§ **Texto dado**:
- - -

Se me fosse possível retroceder no tempo até à infância ou mesmo à juventude, mudaria meticulosamente partes do somatório das estórias que vivi e de muitas outras em que participei como inocente observador dos acontecimentos, que mais não eram do que representações teatrais do quotidiano das pessoas, cenas que decorriam na grandeza do palco da minha existência, anfiteatro de descomunais dimensões onde tudo e todos se movimentavam. Muitas delas comédias fantásticas que faziam sorrir, outras dramas que lembravam tragédias passadas e que já faziam sangrar o meu coração pequenino. Mas não posso mudar um único segundo, nem eu nem nenhum outro ser habitante deste planeta, porque estou preso a esta época, a um outro mundo, os dois sem comparação possível entre si, mas como eu vítimas da dinâmica imprimida pelo progresso que num relativo espaço de tempo, quase tudo modificou.
Às vezes aleatoriamente debruço-me sobre a leitura de um dos meus livros, que são muito mais do que simples objectos de decoração de estante, mas sim repositórios da palavra escrita que gera encontros entre quem escreve e quem lê na espectativa de encontrar naquelas solitárias páginas, uma memória de um tempo que terminou, ou uma simples referência ao nome de alguém que lhes foi muito querido e que eu fiz regressar à vida através da minha escrita. Pela única e derradeira vez voltaram a vislumbrar na fugaz fragilidade das suas memórias após uma leitura atenta de um livro, que nasceu para ser partilhado e é simultaneamente um embaixador que proporciona amigáveis encontros entre duas pessoas que se desconheciam até então.

- - -

Entradas de um conjunto de dados de apontamento

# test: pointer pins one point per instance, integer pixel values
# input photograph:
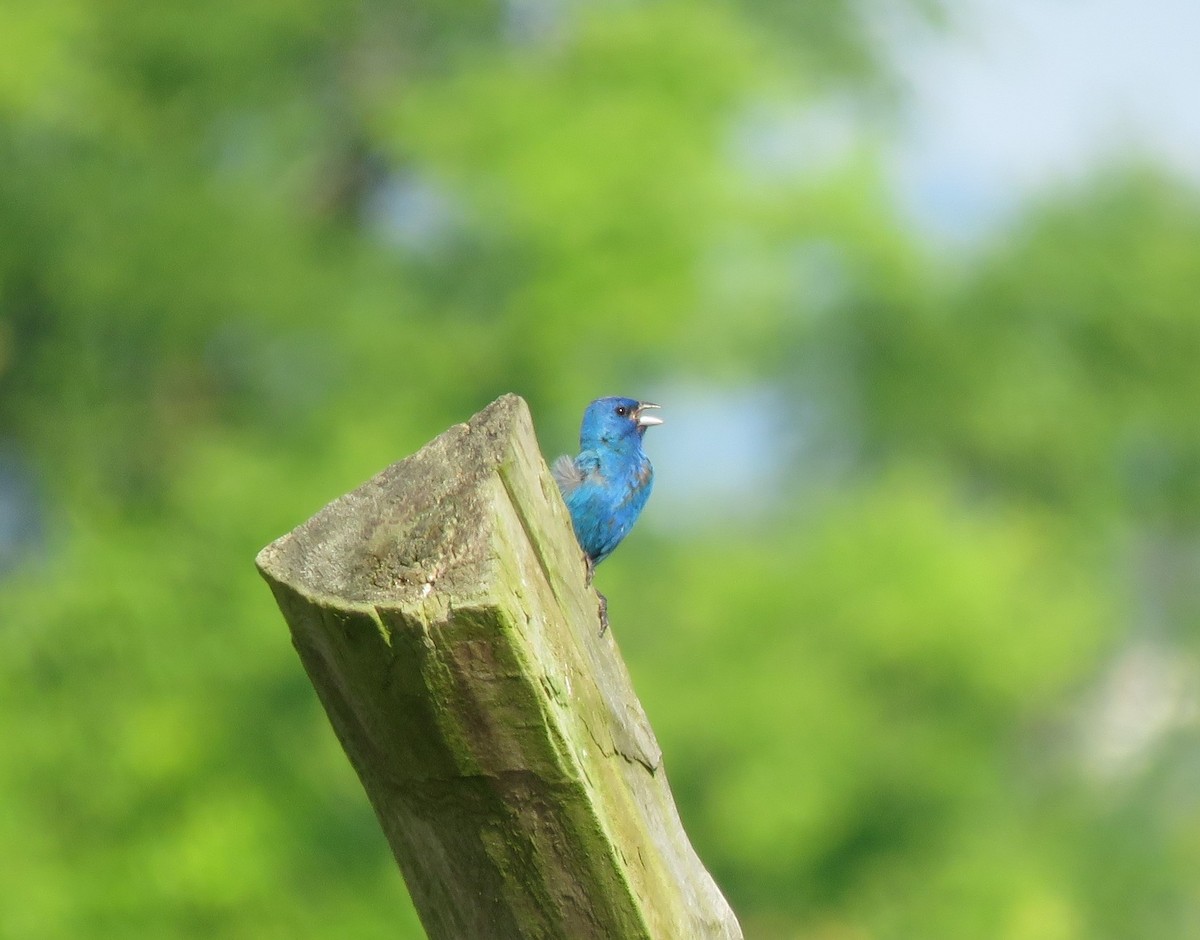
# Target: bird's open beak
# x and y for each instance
(646, 420)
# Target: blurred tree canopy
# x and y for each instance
(946, 687)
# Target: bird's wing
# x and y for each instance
(567, 474)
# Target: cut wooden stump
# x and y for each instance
(442, 614)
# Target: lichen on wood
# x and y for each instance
(442, 614)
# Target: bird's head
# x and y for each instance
(615, 421)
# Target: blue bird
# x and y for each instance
(606, 486)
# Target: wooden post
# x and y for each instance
(442, 614)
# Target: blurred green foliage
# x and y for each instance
(253, 253)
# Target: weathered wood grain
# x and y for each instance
(442, 614)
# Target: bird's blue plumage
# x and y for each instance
(606, 486)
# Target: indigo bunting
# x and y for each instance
(606, 486)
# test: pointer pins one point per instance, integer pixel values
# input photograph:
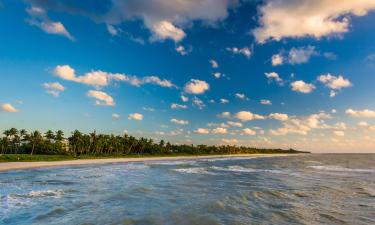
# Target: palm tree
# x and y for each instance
(35, 138)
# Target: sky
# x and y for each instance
(273, 73)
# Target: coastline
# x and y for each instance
(8, 166)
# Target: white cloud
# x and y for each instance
(214, 63)
(224, 115)
(301, 86)
(302, 125)
(135, 116)
(178, 106)
(102, 98)
(277, 59)
(181, 49)
(365, 113)
(234, 124)
(166, 19)
(289, 18)
(248, 131)
(101, 79)
(339, 133)
(54, 88)
(273, 76)
(229, 141)
(247, 116)
(184, 98)
(217, 75)
(334, 82)
(198, 103)
(224, 101)
(179, 122)
(219, 130)
(202, 131)
(301, 55)
(242, 51)
(112, 30)
(115, 116)
(241, 96)
(7, 107)
(279, 116)
(164, 29)
(265, 102)
(196, 87)
(148, 109)
(40, 19)
(294, 56)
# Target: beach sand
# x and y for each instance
(6, 166)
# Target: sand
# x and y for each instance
(6, 166)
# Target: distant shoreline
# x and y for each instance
(8, 166)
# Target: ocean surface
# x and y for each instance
(296, 189)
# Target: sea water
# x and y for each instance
(295, 189)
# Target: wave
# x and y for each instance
(193, 170)
(241, 169)
(227, 158)
(342, 169)
(173, 163)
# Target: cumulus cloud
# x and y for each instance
(248, 131)
(166, 19)
(7, 107)
(290, 18)
(365, 113)
(279, 116)
(53, 88)
(115, 116)
(273, 76)
(339, 133)
(135, 116)
(178, 106)
(196, 87)
(241, 96)
(335, 83)
(182, 50)
(247, 116)
(179, 122)
(277, 59)
(202, 131)
(265, 102)
(229, 141)
(301, 86)
(40, 19)
(101, 79)
(184, 98)
(224, 115)
(294, 56)
(198, 103)
(241, 51)
(302, 125)
(219, 130)
(217, 75)
(234, 124)
(224, 101)
(102, 98)
(214, 63)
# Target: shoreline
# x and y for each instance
(9, 166)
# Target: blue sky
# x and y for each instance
(272, 73)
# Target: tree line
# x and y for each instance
(16, 141)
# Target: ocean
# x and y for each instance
(295, 189)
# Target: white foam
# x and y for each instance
(341, 169)
(193, 170)
(241, 169)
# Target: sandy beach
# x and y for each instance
(6, 166)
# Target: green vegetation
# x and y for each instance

- - -

§ **Pedido escrito**:
Transcreva, sem qualquer alteração, o trecho do texto sobre memórias e livros que se inicia nas palavras "Às vezes aleatoriamente" e termina nas palavras "desconheciam até então.".

§ **Resultado da tarefa**:
Às vezes aleatoriamente debruço-me sobre a leitura de um dos meus livros, que são muito mais do que simples objectos de decoração de estante, mas sim repositórios da palavra escrita que gera encontros entre quem escreve e quem lê na espectativa de encontrar naquelas solitárias páginas, uma memória de um tempo que terminou, ou uma simples referência ao nome de alguém que lhes foi muito querido e que eu fiz regressar à vida através da minha escrita. Pela única e derradeira vez voltaram a vislumbrar na fugaz fragilidade das suas memórias após uma leitura atenta de um livro, que nasceu para ser partilhado e é simultaneamente um embaixador que proporciona amigáveis encontros entre duas pessoas que se desconheciam até então.